[Start of Attachment]

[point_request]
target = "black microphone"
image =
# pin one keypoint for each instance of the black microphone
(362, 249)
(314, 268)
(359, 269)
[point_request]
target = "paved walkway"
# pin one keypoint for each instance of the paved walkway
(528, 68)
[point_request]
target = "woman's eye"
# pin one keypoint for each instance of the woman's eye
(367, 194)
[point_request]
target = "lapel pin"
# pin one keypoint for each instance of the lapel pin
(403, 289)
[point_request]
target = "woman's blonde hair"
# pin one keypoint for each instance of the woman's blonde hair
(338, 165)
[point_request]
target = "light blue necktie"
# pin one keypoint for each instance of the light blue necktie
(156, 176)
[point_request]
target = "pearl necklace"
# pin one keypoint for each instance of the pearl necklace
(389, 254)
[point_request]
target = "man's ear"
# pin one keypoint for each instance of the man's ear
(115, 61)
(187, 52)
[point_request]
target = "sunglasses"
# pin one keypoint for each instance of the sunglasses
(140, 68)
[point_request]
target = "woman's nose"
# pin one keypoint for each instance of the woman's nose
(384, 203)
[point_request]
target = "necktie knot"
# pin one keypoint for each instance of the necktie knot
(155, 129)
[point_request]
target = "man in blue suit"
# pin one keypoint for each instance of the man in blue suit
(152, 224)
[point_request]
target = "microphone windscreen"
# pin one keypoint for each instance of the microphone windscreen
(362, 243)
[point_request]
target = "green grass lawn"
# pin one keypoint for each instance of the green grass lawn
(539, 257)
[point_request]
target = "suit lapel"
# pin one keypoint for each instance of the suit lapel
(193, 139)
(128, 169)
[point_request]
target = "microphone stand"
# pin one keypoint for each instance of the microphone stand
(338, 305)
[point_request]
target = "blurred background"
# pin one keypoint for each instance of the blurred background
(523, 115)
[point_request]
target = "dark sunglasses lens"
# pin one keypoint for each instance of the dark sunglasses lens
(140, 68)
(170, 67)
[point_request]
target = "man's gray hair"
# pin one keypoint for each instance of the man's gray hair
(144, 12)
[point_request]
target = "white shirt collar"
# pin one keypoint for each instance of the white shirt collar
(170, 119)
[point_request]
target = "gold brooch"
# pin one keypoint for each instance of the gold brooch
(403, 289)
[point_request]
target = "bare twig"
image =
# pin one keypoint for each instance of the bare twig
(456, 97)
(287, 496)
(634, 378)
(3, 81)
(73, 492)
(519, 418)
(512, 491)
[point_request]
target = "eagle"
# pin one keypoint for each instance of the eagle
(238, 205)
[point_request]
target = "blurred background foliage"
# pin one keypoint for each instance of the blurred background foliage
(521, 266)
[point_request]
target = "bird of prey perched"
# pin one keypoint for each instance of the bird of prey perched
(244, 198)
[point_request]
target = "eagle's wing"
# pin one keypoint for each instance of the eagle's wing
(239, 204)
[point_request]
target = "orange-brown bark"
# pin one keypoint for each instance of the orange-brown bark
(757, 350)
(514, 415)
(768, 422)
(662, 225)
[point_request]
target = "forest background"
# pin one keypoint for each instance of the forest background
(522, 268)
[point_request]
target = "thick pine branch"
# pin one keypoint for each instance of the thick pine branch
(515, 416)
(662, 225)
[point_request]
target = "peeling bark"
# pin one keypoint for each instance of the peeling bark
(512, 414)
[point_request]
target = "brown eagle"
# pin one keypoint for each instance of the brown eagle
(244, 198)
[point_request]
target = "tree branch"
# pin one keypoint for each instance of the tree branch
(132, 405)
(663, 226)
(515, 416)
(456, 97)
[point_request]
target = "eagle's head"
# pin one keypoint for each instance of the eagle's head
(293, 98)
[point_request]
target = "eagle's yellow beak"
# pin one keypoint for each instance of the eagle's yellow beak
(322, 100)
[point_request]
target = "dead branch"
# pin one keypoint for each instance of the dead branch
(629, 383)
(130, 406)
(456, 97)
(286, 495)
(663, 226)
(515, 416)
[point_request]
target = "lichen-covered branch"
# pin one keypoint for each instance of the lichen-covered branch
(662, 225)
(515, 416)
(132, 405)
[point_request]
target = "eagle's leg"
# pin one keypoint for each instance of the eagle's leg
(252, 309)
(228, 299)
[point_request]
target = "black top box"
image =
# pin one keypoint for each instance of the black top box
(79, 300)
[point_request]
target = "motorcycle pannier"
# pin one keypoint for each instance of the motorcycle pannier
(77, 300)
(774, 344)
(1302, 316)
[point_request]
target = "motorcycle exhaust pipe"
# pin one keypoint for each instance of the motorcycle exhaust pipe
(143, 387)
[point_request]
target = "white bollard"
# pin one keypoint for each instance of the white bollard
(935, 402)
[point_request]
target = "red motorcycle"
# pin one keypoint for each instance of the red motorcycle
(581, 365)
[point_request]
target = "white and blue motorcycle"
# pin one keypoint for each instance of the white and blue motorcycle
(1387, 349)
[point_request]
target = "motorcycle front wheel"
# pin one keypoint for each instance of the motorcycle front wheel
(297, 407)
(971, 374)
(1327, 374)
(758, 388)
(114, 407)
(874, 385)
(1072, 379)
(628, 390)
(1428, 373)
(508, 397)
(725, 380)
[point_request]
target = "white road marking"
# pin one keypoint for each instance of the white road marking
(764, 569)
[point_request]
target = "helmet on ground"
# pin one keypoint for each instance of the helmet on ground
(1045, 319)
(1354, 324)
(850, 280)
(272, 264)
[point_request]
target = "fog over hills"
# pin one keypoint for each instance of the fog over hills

[End of Attachment]

Reproduce each line from the records that contains the word "hills".

target = "fog over hills"
# pin one keypoint for each instance of the fog over hills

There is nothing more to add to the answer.